DIRECTIVE:
Quote the listing below in its entirety.

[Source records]
********************

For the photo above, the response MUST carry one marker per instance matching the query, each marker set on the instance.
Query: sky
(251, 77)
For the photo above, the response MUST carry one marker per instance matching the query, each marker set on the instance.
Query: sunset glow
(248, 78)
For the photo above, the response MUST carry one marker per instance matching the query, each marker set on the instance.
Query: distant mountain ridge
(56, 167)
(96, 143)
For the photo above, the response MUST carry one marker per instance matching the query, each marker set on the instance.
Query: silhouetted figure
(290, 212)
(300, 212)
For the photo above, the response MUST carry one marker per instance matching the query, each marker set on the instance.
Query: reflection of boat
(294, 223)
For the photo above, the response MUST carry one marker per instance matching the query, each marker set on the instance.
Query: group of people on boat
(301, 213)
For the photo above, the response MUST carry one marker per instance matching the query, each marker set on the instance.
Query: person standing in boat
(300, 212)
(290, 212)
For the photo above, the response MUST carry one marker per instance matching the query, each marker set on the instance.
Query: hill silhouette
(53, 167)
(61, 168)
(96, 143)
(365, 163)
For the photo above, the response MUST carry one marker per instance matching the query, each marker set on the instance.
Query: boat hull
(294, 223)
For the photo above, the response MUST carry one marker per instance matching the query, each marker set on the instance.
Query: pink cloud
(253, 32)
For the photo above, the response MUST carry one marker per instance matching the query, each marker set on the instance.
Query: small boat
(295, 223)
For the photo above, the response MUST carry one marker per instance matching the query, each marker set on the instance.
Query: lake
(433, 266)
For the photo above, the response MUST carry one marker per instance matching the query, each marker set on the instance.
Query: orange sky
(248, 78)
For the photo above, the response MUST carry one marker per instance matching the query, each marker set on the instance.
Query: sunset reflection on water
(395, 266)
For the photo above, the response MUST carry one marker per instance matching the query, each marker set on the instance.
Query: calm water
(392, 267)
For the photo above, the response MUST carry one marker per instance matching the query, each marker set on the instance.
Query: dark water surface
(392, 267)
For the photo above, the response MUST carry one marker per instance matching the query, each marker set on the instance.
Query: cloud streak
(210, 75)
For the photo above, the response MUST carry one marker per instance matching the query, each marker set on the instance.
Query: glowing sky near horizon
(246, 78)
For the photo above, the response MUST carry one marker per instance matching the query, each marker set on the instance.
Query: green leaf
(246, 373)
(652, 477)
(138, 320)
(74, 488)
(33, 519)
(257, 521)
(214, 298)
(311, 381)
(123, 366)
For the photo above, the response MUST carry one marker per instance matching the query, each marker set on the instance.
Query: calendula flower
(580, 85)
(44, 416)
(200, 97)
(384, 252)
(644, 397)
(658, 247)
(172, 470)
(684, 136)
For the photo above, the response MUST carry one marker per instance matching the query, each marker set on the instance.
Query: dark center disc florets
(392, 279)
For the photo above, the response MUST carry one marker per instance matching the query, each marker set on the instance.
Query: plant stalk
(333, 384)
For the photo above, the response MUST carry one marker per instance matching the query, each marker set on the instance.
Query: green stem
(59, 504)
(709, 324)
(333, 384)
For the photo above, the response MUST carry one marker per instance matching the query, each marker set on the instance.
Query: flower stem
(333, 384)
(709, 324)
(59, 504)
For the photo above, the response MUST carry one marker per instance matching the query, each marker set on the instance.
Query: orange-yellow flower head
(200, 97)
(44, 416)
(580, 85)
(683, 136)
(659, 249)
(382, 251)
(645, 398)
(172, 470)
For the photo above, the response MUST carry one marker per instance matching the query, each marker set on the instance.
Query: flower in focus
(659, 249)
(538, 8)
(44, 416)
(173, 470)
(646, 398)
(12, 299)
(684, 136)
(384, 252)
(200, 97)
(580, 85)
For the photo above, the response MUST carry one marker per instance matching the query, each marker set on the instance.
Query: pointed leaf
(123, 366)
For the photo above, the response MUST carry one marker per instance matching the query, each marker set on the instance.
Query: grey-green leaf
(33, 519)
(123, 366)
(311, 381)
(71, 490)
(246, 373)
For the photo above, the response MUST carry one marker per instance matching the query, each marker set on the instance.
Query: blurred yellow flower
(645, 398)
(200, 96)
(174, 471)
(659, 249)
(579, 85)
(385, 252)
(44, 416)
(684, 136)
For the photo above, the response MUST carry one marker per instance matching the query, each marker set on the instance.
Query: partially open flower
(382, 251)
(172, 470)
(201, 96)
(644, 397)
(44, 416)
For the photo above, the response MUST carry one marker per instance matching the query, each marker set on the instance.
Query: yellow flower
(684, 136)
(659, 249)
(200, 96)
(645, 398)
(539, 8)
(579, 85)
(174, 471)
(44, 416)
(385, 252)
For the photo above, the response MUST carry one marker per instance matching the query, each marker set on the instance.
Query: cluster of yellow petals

********************

FINAL ANSWER:
For the photo above, the response MUST carry one marker per instance matching the query, each marker set on the instance.
Query: sky
(251, 77)
For the photo above, the response MUST carry one marker per instance matching the query, each marker set on the instance.
Query: sunset glow
(248, 78)
For the photo above, the response MUST carry one marker per instance matching the query, each marker set on the instance.
Query: distant mountain ridge
(56, 167)
(96, 143)
For the photo above, the response MUST carry one marker per instance matching the query, each marker set on the instance.
Query: silhouetted figure
(290, 212)
(300, 212)
For the photo above, the response MUST carry one marker per instance matching the query, each marker set on the instance.
Query: reflection of boat
(294, 223)
For the photo above, the response MUST carry one marker per instance matching the query, each marker set on the instance.
Query: group of people on boat
(301, 213)
For the photo above, the response MUST carry one marker per instance matching the query, each marker set on the instance.
Query: person standing in boat
(300, 212)
(290, 212)
For the photo above, the response MUST carry one marker per instance matching the query, each marker set on the instance.
Query: hill silhouette
(53, 167)
(61, 168)
(96, 143)
(365, 163)
For the photo above, the response MUST carry one marker per instance matching the query, each marker set on the instance.
Query: boat hull
(294, 223)
For the photo above, the response MUST carry one marker per instance matching the query, each marker set on the instance.
Query: pink cloud
(253, 32)
For the photo above, the response MUST carry one marker per instance matching the query, each marker set on the instance.
Query: small boat
(295, 223)
For the photo above, the response MUST carry one marker per instance matching the query, each marker set on the instance.
Query: lake
(433, 266)
For the photo above, the response MUST carry one marker per instance matching the query, each marker set on the instance.
Query: orange sky
(248, 78)
For the photo above, the response MUST carry one marker per instance matching the query, each marker set on the instance.
Query: sunset reflection on water
(395, 266)
For the photo above, the response MUST carry one marker per instance matching the query, each marker set on the instance.
Query: calm water
(392, 267)
For the photo above, the response MUST carry one marker per instance matching the query, each marker set on the instance.
Query: dark water surface
(392, 267)
For the photo above, the response MUST carry one marker per instance matching the query, each marker set on the instance.
Query: cloud streak
(210, 75)
For the photo above, the response MUST carry one marker per instance matching the query, each marker set on the instance.
Query: glowing sky near horizon
(246, 78)
For the photo above, the response MUST carry one marker per instance matching the query, each marker set on the instance.
Query: green leaf
(246, 373)
(652, 477)
(138, 320)
(74, 488)
(33, 519)
(257, 521)
(214, 298)
(311, 381)
(123, 366)
For the photo above, the response MUST carry one marker per instance matching the query, each marker set on the instance.
Query: calendula flower
(580, 85)
(44, 416)
(200, 97)
(384, 252)
(644, 397)
(658, 247)
(172, 470)
(684, 136)
For the photo above, the response MUST carry one marker per instance matching the query, each marker set on the instance.
Query: dark center disc florets
(392, 279)
For the photo above, the response MUST carry one marker per instance matching the query, each marker set on the instance.
Query: plant stalk
(333, 384)
For the photo above, the response MUST carry one marker per instance matching the query, each marker set on the instance.
Query: green stem
(59, 504)
(709, 324)
(333, 384)
For the photo above, the response MUST carry one marker per instance matching the query, each marker set on the instance.
Query: flower stem
(333, 384)
(709, 324)
(59, 504)
For the photo above, the response MUST carry one marker per instance matching the query, each marker set on the instance.
Query: orange-yellow flower head
(200, 97)
(44, 416)
(580, 85)
(683, 136)
(659, 249)
(382, 251)
(645, 398)
(172, 470)
For the photo above, the response MUST carry one marker per instance matching the query, each marker set on the instance.
Query: flower in focus
(659, 249)
(538, 8)
(44, 416)
(173, 470)
(646, 398)
(12, 299)
(684, 136)
(384, 252)
(200, 97)
(580, 85)
For the photo above, the response MUST carry one marker per instance matching the query, each marker set on the instance.
Query: pointed leaf
(123, 366)
For the photo above, the response MUST carry one marker per instance matching the query, each marker set on the instance.
Query: grey-green leaf
(33, 519)
(123, 366)
(311, 381)
(71, 490)
(246, 373)
For the photo above, the response MUST carry one marker per instance matching the query, each marker set on the instance.
Query: blurred yellow flower
(645, 398)
(200, 96)
(174, 471)
(659, 249)
(579, 85)
(385, 252)
(44, 416)
(684, 136)
For the photo above, the response MUST carry one marker per instance matching the query, each marker set on the instance.
Query: partially open flower
(382, 251)
(172, 470)
(201, 96)
(644, 397)
(44, 416)
For the photo above, the response MUST carry one marker per instance matching the query, each marker set on the instance.
Query: yellow flower
(684, 136)
(659, 249)
(200, 96)
(645, 398)
(539, 8)
(579, 85)
(174, 471)
(44, 416)
(385, 252)
For the photo above, the response MUST carry one marker per instance matching the query, each marker set on the instance.
Query: cluster of yellow petals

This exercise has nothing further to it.